_Task data:_
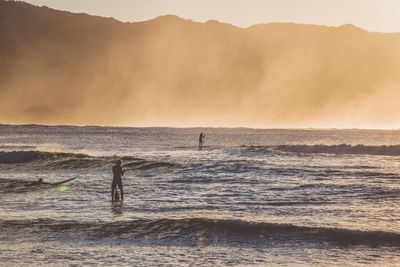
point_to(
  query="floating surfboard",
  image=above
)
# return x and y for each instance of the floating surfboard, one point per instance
(62, 182)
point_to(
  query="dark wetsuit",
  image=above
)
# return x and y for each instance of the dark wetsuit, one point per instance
(118, 172)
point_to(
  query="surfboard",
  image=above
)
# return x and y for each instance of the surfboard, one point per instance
(62, 182)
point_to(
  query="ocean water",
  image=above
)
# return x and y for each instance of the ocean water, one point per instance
(249, 197)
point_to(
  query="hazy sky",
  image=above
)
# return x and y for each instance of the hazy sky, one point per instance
(373, 15)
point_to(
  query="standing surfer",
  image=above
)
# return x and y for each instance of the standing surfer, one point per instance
(118, 172)
(201, 138)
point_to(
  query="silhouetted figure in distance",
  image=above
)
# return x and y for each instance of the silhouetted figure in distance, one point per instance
(118, 172)
(201, 138)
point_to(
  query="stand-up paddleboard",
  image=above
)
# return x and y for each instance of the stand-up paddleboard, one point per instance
(116, 197)
(62, 182)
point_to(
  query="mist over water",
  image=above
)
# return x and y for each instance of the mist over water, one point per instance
(250, 197)
(77, 69)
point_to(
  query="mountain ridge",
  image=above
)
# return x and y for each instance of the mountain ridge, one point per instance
(67, 68)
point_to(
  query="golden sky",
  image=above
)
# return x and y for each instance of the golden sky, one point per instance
(372, 15)
(72, 69)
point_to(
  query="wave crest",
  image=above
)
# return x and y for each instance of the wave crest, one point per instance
(210, 228)
(393, 150)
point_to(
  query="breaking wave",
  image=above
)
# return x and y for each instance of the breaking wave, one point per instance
(209, 229)
(62, 160)
(393, 150)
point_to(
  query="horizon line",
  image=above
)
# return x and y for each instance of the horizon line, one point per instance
(205, 22)
(202, 127)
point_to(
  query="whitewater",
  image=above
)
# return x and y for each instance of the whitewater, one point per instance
(260, 197)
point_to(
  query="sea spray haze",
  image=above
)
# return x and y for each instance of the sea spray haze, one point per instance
(63, 68)
(250, 197)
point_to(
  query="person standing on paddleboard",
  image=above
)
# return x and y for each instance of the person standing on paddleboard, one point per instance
(118, 172)
(201, 138)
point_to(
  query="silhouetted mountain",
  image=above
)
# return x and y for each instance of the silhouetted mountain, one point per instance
(63, 68)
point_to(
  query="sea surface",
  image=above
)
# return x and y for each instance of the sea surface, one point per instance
(250, 197)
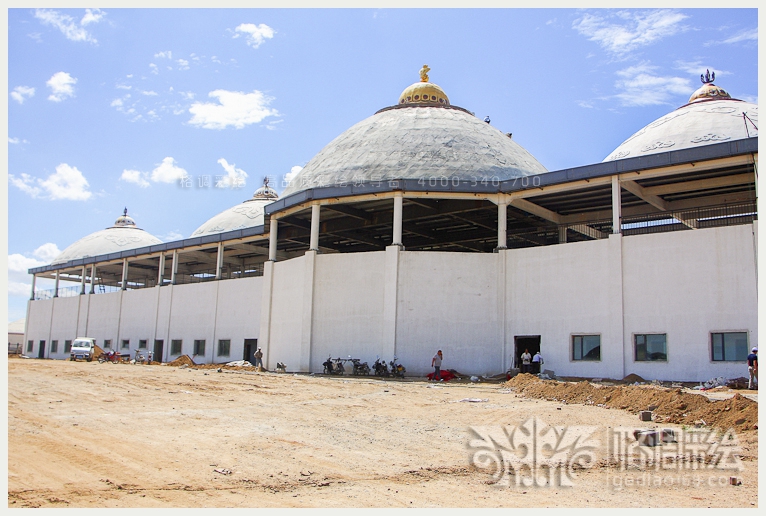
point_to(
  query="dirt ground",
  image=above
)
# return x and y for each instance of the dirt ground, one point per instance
(118, 435)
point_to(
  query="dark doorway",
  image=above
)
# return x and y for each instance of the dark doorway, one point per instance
(158, 345)
(250, 346)
(522, 342)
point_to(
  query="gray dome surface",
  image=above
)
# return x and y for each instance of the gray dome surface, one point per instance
(693, 125)
(245, 215)
(417, 142)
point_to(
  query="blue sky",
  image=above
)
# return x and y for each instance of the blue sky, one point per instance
(109, 108)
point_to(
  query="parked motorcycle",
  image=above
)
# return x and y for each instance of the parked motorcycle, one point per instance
(360, 367)
(380, 367)
(397, 369)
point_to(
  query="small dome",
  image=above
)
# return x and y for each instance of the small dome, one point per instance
(121, 236)
(424, 92)
(711, 116)
(245, 215)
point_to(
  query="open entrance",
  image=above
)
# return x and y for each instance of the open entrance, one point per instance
(522, 343)
(158, 345)
(250, 346)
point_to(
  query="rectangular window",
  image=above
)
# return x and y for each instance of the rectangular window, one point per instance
(586, 347)
(651, 347)
(224, 347)
(729, 347)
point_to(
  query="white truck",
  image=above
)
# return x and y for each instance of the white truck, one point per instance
(83, 347)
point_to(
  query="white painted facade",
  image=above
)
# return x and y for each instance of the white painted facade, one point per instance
(684, 284)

_Short exercise:_ Copy the data character for character, but drop all pictures from the copy.

_Response to the exercise:_
point_to(
  query="floating surfboard",
  image=above
)
# return x and y for each instance of the floating surfboard, one point per instance
(62, 182)
point_to(
  query="dark wetsuit",
  image=above
)
# return x and y for each instance of the dark wetsuit, one point per instance
(118, 172)
point_to(
  query="surfboard",
  image=above
)
# return x and y for each instance of the surfboard, one point per instance
(62, 182)
point_to(
  query="ocean water",
  image=above
)
# return x and y for each instance of the ocean water, one point per instance
(249, 197)
point_to(
  query="hazy sky",
  image=above
)
# return x and y for each instance of the hazy sky, one point per instance
(373, 15)
point_to(
  query="standing surfer",
  image=above
)
# return x and y for each instance of the standing surfer, one point per instance
(118, 172)
(201, 138)
point_to(
  query="silhouetted figure in distance",
  image=above
)
# return x and y for each instance of the silhouetted figure in distance, one point per instance
(118, 172)
(201, 138)
point_to(
  query="stand-up paddleboard",
  image=above
)
# return x and y for each instance of the stand-up paddleboard, one point per instance
(116, 197)
(62, 182)
point_to(
  query="mist over water",
  image=above
)
# return x and y for each instance of the mist over water, one point per instance
(250, 197)
(77, 69)
point_to(
  query="mountain ridge",
  image=above
)
# return x and y for each instance of the mountain ridge, one point per instance
(67, 68)
point_to(
  query="golden sky",
  image=above
)
# return x and y for each instance of the golden sky, one point per instance
(372, 15)
(72, 69)
point_to(
  query="wave crest",
  image=above
)
# return x and y for each instance of the wave crest, one point per instance
(210, 228)
(393, 150)
point_to(
  query="breaking wave",
  image=above
)
# return x and y for each instance of the breaking wave, one point per instance
(209, 229)
(62, 160)
(393, 150)
point_to(
  query="horizon line",
  image=above
)
# return x and y for each instance of the horizon line, one point per instance
(205, 22)
(202, 127)
point_to(
  query="whitewater",
  image=above
)
# return x and y for each instance of the whitewater, one point per instance
(260, 197)
point_to(
  query="sea spray haze",
  image=above
)
# return x and y for each instance of the sea spray haze, one point per instance
(63, 68)
(250, 197)
point_to(
  query="person standing on paddleboard",
  image=above
)
# return x and y for each instance of the person standing on paddleboard, one point per instance
(118, 172)
(201, 138)
point_to(
  query="silhouetted mountain",
  image=above
)
# return x and y for each instance of the silhouetted mountain, one point per instance
(63, 68)
point_to(
  query="sea surface",
  image=above
)
# return x and y for each instance of the sea surface, one point per instance
(250, 197)
point_to(
  query="dirt ground",
  image=above
)
# return x and y for each instance of the dirt ground, one point per instance
(118, 435)
point_to(
  query="dark doorway",
  image=above
)
# return x and y for each instance of the dark doorway, one point per instance
(158, 345)
(250, 346)
(522, 342)
point_to(
  query="gray dome surface",
  image=above
)
# return x and y for each instance of the gray dome surface, one point per instance
(693, 125)
(245, 215)
(417, 142)
point_to(
  query="blue sky",
  image=above
)
# return x and y for each instance of the blue sky, one point per instance
(109, 108)
point_to(
  query="parked motorcycle",
  image=above
)
# return x and y for each instance of the parked motorcycle, one point per instance
(360, 367)
(380, 367)
(397, 369)
point_to(
  query="small dome",
  image=above
)
# return x and y for each instance of the small dome, one point per instance
(121, 236)
(424, 92)
(711, 116)
(245, 215)
point_to(
  query="open entrance",
  image=above
)
# return x and y for each instance of the open entrance, one point per instance
(522, 343)
(158, 345)
(250, 346)
point_to(
  query="rectangular window",
  image=above
)
# return x and y for each instance of the rectangular window, one point per instance
(586, 347)
(651, 347)
(224, 347)
(729, 347)
point_to(
  query="white truck",
  image=above
)
# return x and y for each instance of the white truck, one point per instance
(83, 347)
point_to(
  query="white painted facade",
  image=above
)
# return x and y for each instance of the white painted facade, one point per instance
(684, 284)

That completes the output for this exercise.